## Task item:
Only the lines from the beginning of the material below through the line with "Target: denim shirt" should be retyped exactly, and pictures are to be skipped.

'''

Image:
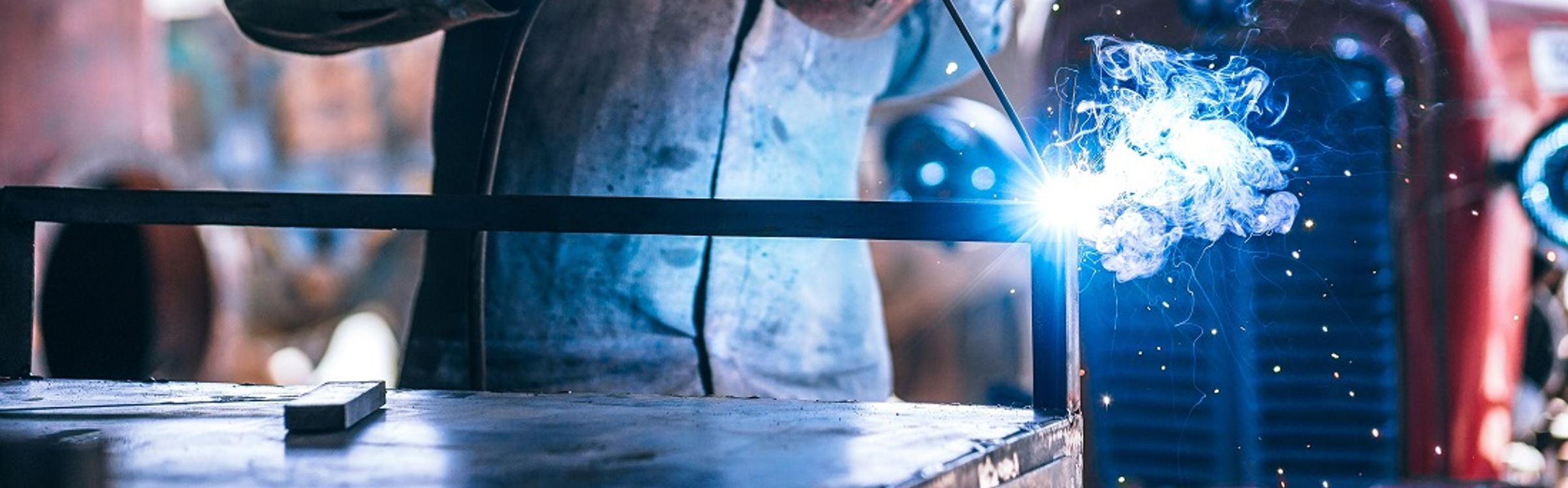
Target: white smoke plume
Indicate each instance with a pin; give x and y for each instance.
(1175, 156)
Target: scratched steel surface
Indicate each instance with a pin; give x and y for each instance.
(451, 438)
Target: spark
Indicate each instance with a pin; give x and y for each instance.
(1174, 156)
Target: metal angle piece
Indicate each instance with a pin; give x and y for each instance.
(334, 405)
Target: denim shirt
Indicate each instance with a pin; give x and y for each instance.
(678, 99)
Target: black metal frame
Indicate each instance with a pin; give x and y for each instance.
(1052, 262)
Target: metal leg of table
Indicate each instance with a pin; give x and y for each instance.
(1054, 326)
(16, 299)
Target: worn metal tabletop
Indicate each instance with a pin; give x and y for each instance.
(220, 434)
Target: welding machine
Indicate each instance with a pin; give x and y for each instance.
(1382, 338)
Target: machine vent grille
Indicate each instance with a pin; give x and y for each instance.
(1187, 359)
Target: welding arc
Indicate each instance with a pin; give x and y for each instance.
(996, 87)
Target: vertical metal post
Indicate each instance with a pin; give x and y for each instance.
(1054, 324)
(16, 299)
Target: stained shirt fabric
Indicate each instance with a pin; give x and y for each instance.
(678, 99)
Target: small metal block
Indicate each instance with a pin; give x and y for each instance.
(334, 405)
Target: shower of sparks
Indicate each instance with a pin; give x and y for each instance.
(1174, 156)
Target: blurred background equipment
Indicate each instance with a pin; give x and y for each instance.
(168, 95)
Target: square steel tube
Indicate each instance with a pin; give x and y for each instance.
(1052, 253)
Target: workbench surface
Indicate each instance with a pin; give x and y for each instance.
(218, 434)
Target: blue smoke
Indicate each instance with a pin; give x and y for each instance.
(1175, 154)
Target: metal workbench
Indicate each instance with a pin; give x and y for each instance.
(157, 434)
(432, 438)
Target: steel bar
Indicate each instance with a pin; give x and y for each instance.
(1052, 264)
(943, 222)
(336, 405)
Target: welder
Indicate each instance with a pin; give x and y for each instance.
(660, 98)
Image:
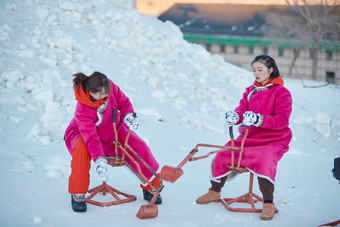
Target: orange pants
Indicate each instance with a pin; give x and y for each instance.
(79, 180)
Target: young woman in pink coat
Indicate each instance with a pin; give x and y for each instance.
(90, 135)
(265, 107)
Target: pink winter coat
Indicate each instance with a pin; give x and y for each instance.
(99, 139)
(265, 145)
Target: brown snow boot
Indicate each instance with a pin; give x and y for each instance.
(209, 197)
(268, 211)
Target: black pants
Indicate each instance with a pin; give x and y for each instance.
(266, 187)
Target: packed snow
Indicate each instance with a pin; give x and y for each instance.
(180, 93)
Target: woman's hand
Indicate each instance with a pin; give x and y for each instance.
(131, 121)
(250, 118)
(231, 118)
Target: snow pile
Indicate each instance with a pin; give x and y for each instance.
(59, 39)
(180, 93)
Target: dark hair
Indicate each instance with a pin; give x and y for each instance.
(94, 83)
(269, 62)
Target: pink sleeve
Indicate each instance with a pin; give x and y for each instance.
(123, 102)
(282, 111)
(243, 105)
(86, 121)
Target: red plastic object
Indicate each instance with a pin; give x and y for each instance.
(145, 211)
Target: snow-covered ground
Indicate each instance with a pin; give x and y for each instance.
(180, 93)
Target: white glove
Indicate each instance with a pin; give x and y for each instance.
(101, 168)
(231, 118)
(250, 118)
(131, 121)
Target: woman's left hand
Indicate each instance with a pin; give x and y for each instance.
(131, 121)
(250, 118)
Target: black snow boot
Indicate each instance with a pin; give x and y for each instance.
(78, 202)
(148, 194)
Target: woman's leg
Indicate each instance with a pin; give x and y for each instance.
(267, 189)
(141, 148)
(80, 166)
(213, 194)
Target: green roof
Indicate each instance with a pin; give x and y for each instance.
(255, 41)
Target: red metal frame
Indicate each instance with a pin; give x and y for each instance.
(171, 174)
(145, 211)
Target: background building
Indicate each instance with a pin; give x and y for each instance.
(240, 32)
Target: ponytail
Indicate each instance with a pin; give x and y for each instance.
(78, 77)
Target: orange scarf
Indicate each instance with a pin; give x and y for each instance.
(278, 80)
(84, 97)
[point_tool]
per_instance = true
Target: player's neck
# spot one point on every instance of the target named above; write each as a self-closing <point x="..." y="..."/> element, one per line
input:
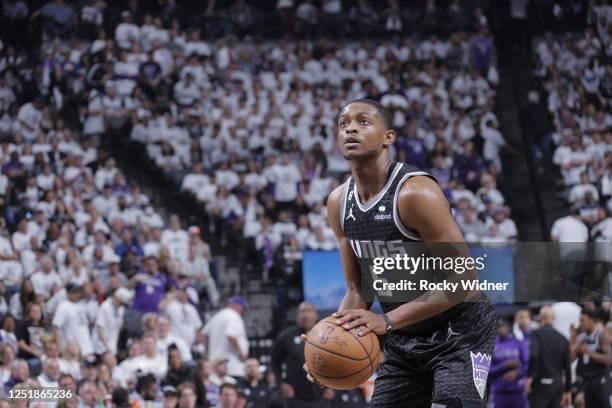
<point x="370" y="176"/>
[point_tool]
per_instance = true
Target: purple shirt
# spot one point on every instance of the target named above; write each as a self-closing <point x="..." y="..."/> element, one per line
<point x="148" y="294"/>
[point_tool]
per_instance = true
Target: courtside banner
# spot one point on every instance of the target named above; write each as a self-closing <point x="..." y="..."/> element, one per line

'''

## Task response:
Image:
Target: white smoke plume
Indicate each instance with a pin; give x and y for each instance.
(1175, 156)
Target: scratched steel surface
Indicate each instance with a pin; give x and y for each instance.
(451, 438)
Target: spark
Indicate each instance with a pin; give x and y for each instance.
(1174, 156)
Target: metal angle piece
Indicate each instance with a pin; give x and y for each instance.
(334, 405)
Target: denim shirt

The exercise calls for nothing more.